DATA RECORDS:
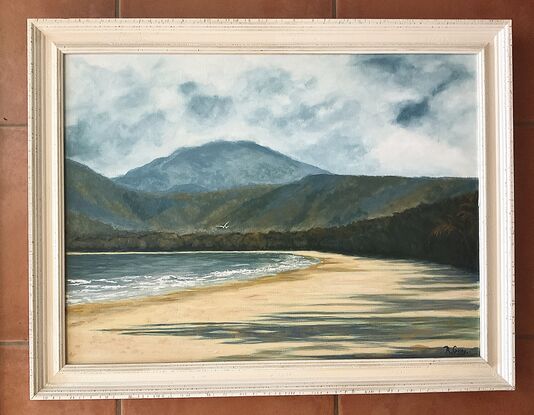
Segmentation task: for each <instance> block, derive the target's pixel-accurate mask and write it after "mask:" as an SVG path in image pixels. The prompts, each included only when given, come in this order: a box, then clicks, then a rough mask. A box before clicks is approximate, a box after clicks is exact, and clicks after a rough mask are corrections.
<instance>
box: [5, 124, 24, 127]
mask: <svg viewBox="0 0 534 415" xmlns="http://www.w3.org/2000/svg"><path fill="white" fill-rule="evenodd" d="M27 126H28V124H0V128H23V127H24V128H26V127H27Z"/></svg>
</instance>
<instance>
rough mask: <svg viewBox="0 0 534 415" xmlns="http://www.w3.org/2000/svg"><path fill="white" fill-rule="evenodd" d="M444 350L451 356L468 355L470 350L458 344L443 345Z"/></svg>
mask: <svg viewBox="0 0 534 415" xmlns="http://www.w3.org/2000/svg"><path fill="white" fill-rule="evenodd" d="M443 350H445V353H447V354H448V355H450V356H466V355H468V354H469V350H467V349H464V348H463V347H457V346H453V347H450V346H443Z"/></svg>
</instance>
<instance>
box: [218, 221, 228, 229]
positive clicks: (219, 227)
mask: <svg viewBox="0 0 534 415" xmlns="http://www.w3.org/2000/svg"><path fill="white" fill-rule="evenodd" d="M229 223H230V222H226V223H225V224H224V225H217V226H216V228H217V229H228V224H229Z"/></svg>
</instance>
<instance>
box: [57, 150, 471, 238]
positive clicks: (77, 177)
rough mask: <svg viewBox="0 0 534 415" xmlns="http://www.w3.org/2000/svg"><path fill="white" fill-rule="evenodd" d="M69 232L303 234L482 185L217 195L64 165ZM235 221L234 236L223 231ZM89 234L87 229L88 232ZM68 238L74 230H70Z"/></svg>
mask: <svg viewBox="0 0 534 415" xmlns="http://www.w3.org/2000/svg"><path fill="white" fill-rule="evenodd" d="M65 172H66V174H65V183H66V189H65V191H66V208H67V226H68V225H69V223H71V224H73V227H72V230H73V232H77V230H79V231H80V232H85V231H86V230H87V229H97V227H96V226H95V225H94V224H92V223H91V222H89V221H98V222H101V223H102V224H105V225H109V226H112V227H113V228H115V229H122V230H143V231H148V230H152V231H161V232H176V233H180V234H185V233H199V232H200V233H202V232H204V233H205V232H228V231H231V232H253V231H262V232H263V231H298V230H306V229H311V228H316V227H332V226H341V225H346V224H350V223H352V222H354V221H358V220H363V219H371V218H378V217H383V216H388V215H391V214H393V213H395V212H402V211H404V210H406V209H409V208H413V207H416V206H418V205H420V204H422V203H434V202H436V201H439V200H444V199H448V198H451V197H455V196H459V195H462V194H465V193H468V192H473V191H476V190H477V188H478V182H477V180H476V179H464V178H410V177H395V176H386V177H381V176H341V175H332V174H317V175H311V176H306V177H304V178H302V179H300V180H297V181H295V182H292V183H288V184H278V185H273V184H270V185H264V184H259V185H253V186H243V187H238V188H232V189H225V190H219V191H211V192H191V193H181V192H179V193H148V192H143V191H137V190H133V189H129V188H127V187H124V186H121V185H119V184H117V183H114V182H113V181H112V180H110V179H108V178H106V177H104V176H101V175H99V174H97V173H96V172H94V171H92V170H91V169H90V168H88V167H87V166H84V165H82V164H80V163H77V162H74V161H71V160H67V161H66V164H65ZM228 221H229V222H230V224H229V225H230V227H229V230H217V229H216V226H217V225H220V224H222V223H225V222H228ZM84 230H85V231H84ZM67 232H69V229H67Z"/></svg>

YOUR GOAL: A word-for-word copy of the entries above is needed, with every picture dropped.

RESULT FOR THIS TASK:
Segmentation task: for each <instance> block, derive the target's pixel-accurate mask and write it after "mask:" as an SVG path in image pixels. The prompts, each included only when given, come in this order: a box, then clicks, then a rough mask. A box before clicks is approximate, a box after clicks is exact, and clicks after a rough mask are corrections.
<instance>
box: [5, 124, 24, 127]
mask: <svg viewBox="0 0 534 415" xmlns="http://www.w3.org/2000/svg"><path fill="white" fill-rule="evenodd" d="M27 126H28V124H0V128H23V127H24V128H26V127H27Z"/></svg>
</instance>
<instance>
rough mask: <svg viewBox="0 0 534 415" xmlns="http://www.w3.org/2000/svg"><path fill="white" fill-rule="evenodd" d="M444 350L451 356L468 355L470 350L458 344L443 345Z"/></svg>
mask: <svg viewBox="0 0 534 415" xmlns="http://www.w3.org/2000/svg"><path fill="white" fill-rule="evenodd" d="M443 350H445V353H447V354H448V355H450V356H466V355H468V354H469V350H467V349H464V348H463V347H457V346H453V347H450V346H443Z"/></svg>
</instance>
<instance>
box: [218, 221, 228, 229]
positive clicks: (219, 227)
mask: <svg viewBox="0 0 534 415" xmlns="http://www.w3.org/2000/svg"><path fill="white" fill-rule="evenodd" d="M229 223H230V222H226V223H225V224H224V225H217V226H216V228H217V229H228V224H229Z"/></svg>
</instance>
<instance>
box: [57, 150, 471, 238]
positive clicks: (77, 177)
rough mask: <svg viewBox="0 0 534 415" xmlns="http://www.w3.org/2000/svg"><path fill="white" fill-rule="evenodd" d="M69 232L303 234L482 185L217 195L64 165ZM235 221L234 236L223 231ZM89 234L87 229L88 232ZM68 238L74 230H70Z"/></svg>
mask: <svg viewBox="0 0 534 415" xmlns="http://www.w3.org/2000/svg"><path fill="white" fill-rule="evenodd" d="M65 172H66V174H65V183H66V189H65V191H66V208H67V226H68V225H69V223H71V224H73V227H72V230H73V232H77V230H79V231H80V232H85V231H86V230H87V229H97V227H96V226H95V225H94V224H92V223H91V222H89V221H98V222H101V223H102V224H105V225H109V226H112V227H113V228H115V229H122V230H143V231H148V230H152V231H161V232H176V233H180V234H185V233H199V232H200V233H202V232H204V233H205V232H228V231H231V232H253V231H262V232H263V231H298V230H306V229H311V228H316V227H332V226H341V225H346V224H350V223H352V222H354V221H358V220H363V219H371V218H378V217H383V216H388V215H391V214H393V213H395V212H402V211H404V210H406V209H409V208H413V207H416V206H418V205H420V204H422V203H434V202H436V201H439V200H444V199H448V198H451V197H455V196H459V195H462V194H465V193H468V192H473V191H476V190H477V188H478V182H477V180H476V179H464V178H410V177H395V176H386V177H381V176H341V175H332V174H317V175H311V176H306V177H304V178H302V179H300V180H297V181H295V182H292V183H288V184H278V185H273V184H270V185H264V184H259V185H253V186H243V187H238V188H232V189H225V190H219V191H211V192H191V193H181V192H179V193H148V192H143V191H137V190H133V189H129V188H127V187H124V186H121V185H119V184H117V183H114V182H113V181H112V180H110V179H108V178H106V177H104V176H101V175H99V174H97V173H96V172H94V171H92V170H91V169H90V168H88V167H87V166H84V165H82V164H80V163H77V162H74V161H71V160H67V161H66V164H65ZM228 221H229V222H230V224H229V225H230V227H229V230H217V229H216V226H217V225H220V224H222V223H225V222H228ZM84 230H85V231H84ZM67 232H69V229H67Z"/></svg>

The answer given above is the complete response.